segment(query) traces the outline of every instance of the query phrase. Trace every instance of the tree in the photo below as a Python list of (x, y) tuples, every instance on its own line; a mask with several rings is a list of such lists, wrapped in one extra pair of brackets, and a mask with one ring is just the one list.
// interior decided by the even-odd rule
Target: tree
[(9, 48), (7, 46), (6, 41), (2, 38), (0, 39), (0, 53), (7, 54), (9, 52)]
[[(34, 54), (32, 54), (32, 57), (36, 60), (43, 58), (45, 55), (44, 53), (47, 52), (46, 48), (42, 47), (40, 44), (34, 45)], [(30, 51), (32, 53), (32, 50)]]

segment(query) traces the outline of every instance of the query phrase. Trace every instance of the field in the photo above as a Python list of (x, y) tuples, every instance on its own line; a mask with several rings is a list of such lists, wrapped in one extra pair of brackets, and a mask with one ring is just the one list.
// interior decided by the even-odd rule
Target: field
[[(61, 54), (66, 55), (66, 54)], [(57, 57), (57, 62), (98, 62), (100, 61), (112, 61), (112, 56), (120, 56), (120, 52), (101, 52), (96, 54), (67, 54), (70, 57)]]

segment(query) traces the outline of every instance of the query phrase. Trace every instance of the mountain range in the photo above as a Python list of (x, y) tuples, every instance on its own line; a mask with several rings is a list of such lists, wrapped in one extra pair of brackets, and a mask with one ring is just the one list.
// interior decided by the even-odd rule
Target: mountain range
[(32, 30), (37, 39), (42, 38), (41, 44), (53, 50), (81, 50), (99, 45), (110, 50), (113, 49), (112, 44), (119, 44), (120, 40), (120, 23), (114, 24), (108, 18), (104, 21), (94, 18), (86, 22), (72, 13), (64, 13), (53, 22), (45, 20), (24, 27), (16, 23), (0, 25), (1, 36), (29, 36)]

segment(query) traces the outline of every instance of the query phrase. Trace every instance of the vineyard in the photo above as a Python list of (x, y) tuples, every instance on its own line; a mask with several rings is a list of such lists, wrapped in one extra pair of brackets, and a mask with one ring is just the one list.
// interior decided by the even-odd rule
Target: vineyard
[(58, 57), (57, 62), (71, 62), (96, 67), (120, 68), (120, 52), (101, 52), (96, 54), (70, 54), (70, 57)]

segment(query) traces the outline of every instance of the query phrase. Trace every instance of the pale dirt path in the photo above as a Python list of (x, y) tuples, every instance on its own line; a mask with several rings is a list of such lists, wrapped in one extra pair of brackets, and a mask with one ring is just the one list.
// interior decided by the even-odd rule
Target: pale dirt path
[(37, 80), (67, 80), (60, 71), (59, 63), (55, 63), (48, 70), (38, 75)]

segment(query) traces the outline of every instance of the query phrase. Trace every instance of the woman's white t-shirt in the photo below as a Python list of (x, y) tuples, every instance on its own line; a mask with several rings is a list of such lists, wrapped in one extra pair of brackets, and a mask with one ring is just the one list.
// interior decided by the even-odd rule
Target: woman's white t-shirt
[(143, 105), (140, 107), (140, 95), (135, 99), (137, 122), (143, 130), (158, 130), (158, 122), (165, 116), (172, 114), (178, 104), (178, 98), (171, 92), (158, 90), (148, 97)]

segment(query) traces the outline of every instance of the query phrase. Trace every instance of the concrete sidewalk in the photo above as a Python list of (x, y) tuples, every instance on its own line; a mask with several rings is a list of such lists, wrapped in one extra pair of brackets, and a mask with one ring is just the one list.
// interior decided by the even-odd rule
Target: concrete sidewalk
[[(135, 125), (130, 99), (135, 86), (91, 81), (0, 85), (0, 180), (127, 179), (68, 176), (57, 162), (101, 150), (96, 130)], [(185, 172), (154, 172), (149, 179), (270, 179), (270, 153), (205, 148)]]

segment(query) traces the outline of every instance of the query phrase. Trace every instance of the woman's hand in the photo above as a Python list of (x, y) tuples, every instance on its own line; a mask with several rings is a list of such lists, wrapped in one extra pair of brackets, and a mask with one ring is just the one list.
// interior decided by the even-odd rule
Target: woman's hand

**What the task requires**
Please quote every record above exactly as it appears.

**Result for this task**
segment(query) traces the outline of every instance of the query phrase. Trace every instance of the tree in the photo below as a Python list of (x, y) tuples, every instance on its own line; a mask with several rings is a list of such lists, wrapped in one extra pair of brackets, and a mask with one ring is just the one list.
// interior decided by the even-odd rule
Target: tree
[(9, 48), (7, 46), (6, 41), (2, 38), (0, 39), (0, 53), (7, 54), (9, 52)]
[[(34, 54), (32, 54), (32, 57), (36, 60), (43, 58), (45, 55), (44, 53), (47, 52), (46, 48), (42, 47), (40, 44), (34, 45)], [(30, 51), (32, 53), (32, 50)]]

segment(query) traces the outline of every instance of the query phrase. Trace every instance of the field in the photo above as a Python list of (x, y) tuples, every instance on its own line; a mask with several rings is a list of such lists, wrapped in one extra pair of brackets, and a mask with one ring is just the one list.
// interior decided by the even-odd rule
Target: field
[[(61, 54), (66, 55), (66, 54)], [(57, 57), (57, 62), (98, 62), (100, 61), (112, 61), (112, 56), (120, 56), (120, 52), (101, 52), (96, 54), (67, 54), (70, 57)]]

segment(query) traces the outline of every instance of the query phrase. Trace every instance of the mountain range in the photo above as a Python list of (x, y) tuples, every instance on its own line; a mask with several rings is a list of such lists, wrapped in one extra pair of brackets, and a mask with one ring is just the one list.
// interior decided by the even-odd rule
Target: mountain range
[(32, 30), (37, 39), (42, 38), (41, 44), (53, 50), (81, 50), (99, 45), (110, 50), (113, 49), (112, 44), (119, 44), (120, 40), (120, 23), (114, 24), (108, 18), (104, 21), (94, 18), (86, 22), (72, 13), (64, 13), (53, 22), (45, 20), (24, 27), (16, 23), (0, 25), (1, 36), (29, 36)]

segment(query) traces the outline of every instance of the query phrase. Trace every instance of the vineyard in the photo above as a Python list of (x, y) tuples, every instance on its own line; a mask with several rings is a list of such lists, wrapped in one extra pair of brackets, and a mask with one ring is just the one list.
// interior decided by the even-odd rule
Target: vineyard
[(58, 57), (57, 62), (71, 62), (96, 67), (120, 68), (120, 52), (101, 52), (96, 54), (70, 54), (70, 57)]

segment(query) traces the outline of every instance of the query phrase. Trace every instance of the pale dirt path in the photo above as a Python list of (x, y) tuples, every instance on its own line; a mask with several rings is a list of such lists, wrapped in one extra pair of brackets, and a mask with one ring is just the one list.
// interior decided by the even-odd rule
Target: pale dirt path
[(37, 80), (67, 80), (60, 71), (59, 63), (55, 63), (48, 70), (38, 75)]

segment(query) traces the outline of every instance of the query phrase. Trace every instance of the woman's white t-shirt in the photo below as a Python list of (x, y) tuples, every instance on its own line; a mask with several rings is a list of such lists, wrapped in one extra pair of brackets, and a mask with one ring is just the one list.
// interior decided by the even-odd rule
Target: woman's white t-shirt
[(143, 105), (140, 107), (140, 95), (135, 99), (137, 122), (143, 130), (158, 130), (158, 122), (165, 116), (172, 114), (178, 104), (178, 98), (171, 92), (158, 90), (148, 97)]

segment(query) traces the outline of every instance of the query phrase. Trace every instance of the concrete sidewalk in the photo above as a Python list of (x, y) tuples, every instance on its own line; a mask with several rings is a list of such lists, wrapped in one extra pair of brackets, and a mask with one ring is just the one list.
// interior decided by the even-odd rule
Target: concrete sidewalk
[[(135, 125), (130, 99), (135, 86), (91, 81), (0, 85), (0, 180), (127, 179), (68, 176), (57, 162), (101, 150), (96, 130)], [(185, 172), (154, 172), (149, 179), (270, 179), (270, 153), (205, 148)]]

segment(query) traces the outline of every instance of the query phrase. Trace every instance of the woman's hand in the photo above as a Python list of (x, y) tuples, every instance on its own line; a mask with several rings is a list of such lists, wrapped in one extra pair of brackets, and a mask with one ring is just the one list.
// interior decided by the even-odd rule
Target: woman's hand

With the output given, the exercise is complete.